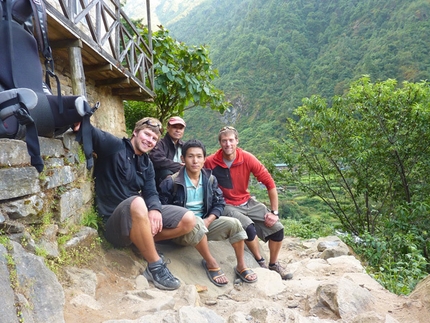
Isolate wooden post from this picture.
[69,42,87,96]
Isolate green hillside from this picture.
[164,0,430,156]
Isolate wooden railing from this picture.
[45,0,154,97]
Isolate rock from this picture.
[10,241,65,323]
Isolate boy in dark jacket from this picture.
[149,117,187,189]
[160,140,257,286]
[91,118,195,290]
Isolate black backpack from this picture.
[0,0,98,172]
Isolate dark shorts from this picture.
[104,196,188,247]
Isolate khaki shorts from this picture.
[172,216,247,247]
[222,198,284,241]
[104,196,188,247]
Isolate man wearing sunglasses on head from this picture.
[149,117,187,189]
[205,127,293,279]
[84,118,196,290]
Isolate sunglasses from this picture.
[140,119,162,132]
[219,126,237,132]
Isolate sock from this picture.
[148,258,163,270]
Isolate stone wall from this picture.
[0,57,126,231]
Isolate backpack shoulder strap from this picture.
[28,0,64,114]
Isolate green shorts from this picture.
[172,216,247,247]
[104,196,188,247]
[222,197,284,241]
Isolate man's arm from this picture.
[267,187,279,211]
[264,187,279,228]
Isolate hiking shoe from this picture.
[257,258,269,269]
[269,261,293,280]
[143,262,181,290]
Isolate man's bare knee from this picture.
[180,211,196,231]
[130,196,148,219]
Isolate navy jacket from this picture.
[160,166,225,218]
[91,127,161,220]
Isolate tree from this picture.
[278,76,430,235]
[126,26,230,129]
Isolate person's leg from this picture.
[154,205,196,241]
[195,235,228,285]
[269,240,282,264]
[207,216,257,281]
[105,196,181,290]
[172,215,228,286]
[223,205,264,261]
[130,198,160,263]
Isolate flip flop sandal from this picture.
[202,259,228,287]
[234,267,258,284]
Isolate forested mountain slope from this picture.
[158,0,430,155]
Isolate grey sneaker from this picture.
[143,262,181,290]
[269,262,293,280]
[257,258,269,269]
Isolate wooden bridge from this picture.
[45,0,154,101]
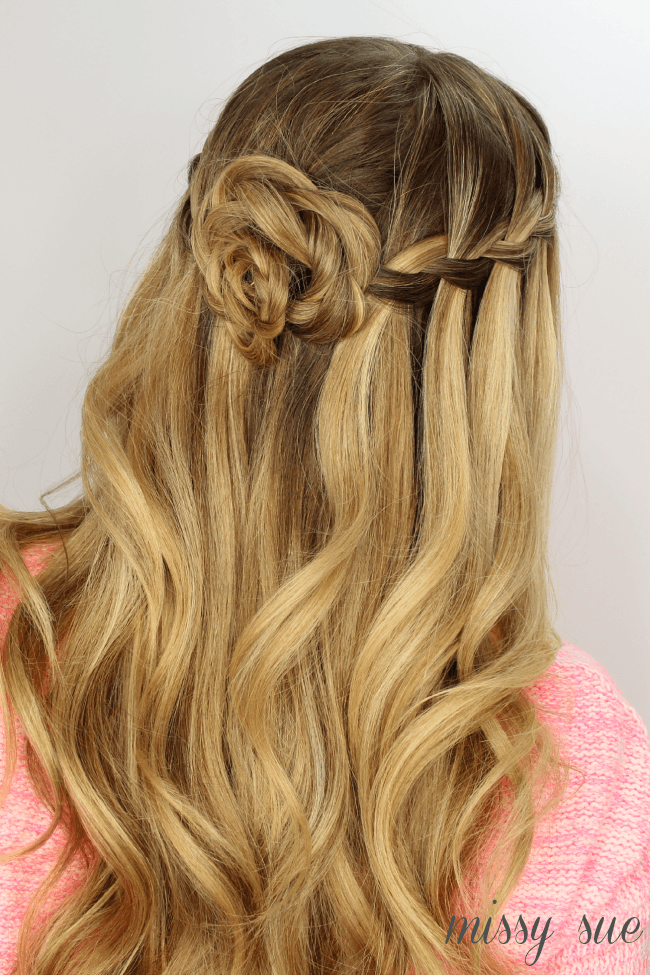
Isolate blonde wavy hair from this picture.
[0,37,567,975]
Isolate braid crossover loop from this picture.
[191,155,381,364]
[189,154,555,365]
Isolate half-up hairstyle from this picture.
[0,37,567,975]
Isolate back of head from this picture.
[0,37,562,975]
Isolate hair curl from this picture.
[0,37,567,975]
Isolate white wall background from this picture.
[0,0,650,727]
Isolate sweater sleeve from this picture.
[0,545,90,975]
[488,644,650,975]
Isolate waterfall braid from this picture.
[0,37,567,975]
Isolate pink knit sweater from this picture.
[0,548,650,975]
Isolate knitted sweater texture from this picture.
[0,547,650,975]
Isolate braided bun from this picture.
*****
Please copy out the lines of the material word for word, from its start through the line containing "[219,126,237,132]", including both ends, and leave the pictures out.

▶ [RIGHT ANSWER]
Isolate wooden post from this picture.
[69,42,87,96]
Isolate green hillside from this picture.
[164,0,430,156]
Isolate wooden railing from this picture.
[45,0,154,97]
Isolate rock from this picture.
[10,241,65,323]
Isolate boy in dark jacket from this picture.
[149,117,187,189]
[160,140,257,286]
[91,118,195,290]
Isolate black backpack from this picture.
[0,0,98,172]
Isolate dark shorts from this picture.
[104,196,188,247]
Isolate khaki shorts from this picture.
[172,216,247,247]
[222,198,284,241]
[104,196,188,247]
Isolate man wearing sunglasses on head from this picture.
[149,117,187,189]
[205,127,293,279]
[84,118,196,290]
Isolate sunglasses from this picture.
[140,119,162,132]
[219,126,237,132]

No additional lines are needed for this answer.